### PROBLEM TO WORK ON:
Update the lines from the one containing "Would you be able to point out the overhead" through the final line, replacing "weathered" with "aged" and leaving everything else unchanged.

Excerpts from point annotation data
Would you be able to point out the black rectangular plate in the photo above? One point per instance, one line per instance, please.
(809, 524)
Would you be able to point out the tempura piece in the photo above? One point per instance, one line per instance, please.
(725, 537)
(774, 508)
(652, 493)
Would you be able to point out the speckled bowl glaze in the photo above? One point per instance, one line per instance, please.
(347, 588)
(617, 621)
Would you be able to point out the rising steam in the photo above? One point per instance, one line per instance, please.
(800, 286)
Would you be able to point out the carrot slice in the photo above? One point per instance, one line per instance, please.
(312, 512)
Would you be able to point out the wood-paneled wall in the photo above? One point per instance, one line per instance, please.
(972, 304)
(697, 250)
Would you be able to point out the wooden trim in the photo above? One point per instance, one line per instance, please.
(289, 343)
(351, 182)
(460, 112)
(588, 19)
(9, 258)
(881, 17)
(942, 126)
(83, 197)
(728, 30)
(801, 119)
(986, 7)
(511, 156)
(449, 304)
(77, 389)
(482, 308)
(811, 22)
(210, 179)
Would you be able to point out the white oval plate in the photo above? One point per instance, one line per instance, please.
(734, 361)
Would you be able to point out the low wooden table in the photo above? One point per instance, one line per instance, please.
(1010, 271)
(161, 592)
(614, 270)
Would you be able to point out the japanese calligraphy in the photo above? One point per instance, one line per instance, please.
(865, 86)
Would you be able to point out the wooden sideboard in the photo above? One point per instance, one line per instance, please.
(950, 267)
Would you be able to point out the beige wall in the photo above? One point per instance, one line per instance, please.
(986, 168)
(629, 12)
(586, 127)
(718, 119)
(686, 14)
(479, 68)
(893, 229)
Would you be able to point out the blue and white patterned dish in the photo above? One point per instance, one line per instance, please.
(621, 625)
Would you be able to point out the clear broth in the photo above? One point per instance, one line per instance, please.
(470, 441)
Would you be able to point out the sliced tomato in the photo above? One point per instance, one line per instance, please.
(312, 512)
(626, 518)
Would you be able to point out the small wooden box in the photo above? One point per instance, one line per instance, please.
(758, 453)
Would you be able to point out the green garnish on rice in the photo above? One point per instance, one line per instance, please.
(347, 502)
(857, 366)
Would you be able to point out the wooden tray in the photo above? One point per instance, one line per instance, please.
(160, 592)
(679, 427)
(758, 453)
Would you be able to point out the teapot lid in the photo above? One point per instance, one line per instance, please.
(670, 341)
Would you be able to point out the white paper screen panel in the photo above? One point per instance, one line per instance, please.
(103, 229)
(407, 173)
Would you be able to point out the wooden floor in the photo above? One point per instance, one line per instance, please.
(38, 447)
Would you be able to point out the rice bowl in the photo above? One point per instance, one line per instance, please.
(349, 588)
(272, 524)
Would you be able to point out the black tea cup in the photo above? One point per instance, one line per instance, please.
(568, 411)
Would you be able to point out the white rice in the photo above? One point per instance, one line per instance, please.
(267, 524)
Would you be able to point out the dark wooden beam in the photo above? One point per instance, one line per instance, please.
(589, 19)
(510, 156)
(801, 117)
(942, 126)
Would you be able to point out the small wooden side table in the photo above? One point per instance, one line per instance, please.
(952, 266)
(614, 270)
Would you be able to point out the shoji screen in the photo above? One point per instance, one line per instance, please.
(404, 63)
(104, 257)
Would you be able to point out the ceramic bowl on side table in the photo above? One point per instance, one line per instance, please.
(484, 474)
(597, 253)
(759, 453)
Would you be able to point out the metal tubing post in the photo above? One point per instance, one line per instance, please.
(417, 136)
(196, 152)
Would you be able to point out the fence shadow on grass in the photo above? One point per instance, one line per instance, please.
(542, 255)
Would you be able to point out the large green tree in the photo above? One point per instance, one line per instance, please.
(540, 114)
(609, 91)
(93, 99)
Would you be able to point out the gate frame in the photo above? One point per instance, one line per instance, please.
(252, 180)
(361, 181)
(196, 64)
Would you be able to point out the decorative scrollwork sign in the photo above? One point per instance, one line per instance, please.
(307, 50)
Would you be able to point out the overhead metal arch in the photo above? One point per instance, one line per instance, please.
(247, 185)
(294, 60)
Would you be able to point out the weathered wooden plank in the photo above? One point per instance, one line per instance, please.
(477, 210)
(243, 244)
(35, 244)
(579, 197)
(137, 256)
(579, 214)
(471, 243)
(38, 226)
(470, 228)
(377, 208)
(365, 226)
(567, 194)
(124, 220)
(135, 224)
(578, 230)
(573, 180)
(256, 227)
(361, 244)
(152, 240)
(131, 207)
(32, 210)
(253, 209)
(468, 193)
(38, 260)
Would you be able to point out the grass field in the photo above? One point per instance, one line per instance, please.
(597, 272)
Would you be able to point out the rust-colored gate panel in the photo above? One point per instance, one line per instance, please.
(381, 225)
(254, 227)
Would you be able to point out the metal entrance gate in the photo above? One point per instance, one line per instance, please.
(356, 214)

### WRITTEN RESPONSE:
Would you be able to point out the overhead metal arch in the photo above? One point per instance, one line per instance, please.
(247, 185)
(294, 60)
Would you be able to point out the aged wooden plank in the photo above? One point per instance, one line per instance, please.
(477, 210)
(243, 244)
(35, 244)
(579, 197)
(137, 256)
(579, 214)
(471, 243)
(38, 226)
(470, 228)
(377, 208)
(365, 226)
(567, 194)
(124, 220)
(135, 224)
(578, 230)
(573, 180)
(256, 227)
(361, 244)
(152, 240)
(131, 207)
(32, 210)
(253, 209)
(468, 193)
(38, 260)
Would you be able to point out the grass field in the photo above? One point per instance, one line per instance, please.
(597, 272)
Would you be able to point out the rust-colored gate panel in the photo above? One point per instance, one line per instance, please.
(381, 225)
(254, 227)
Would you be able to point out the metal entrance gate in the photo above? One point per instance, one line per instance, please.
(356, 214)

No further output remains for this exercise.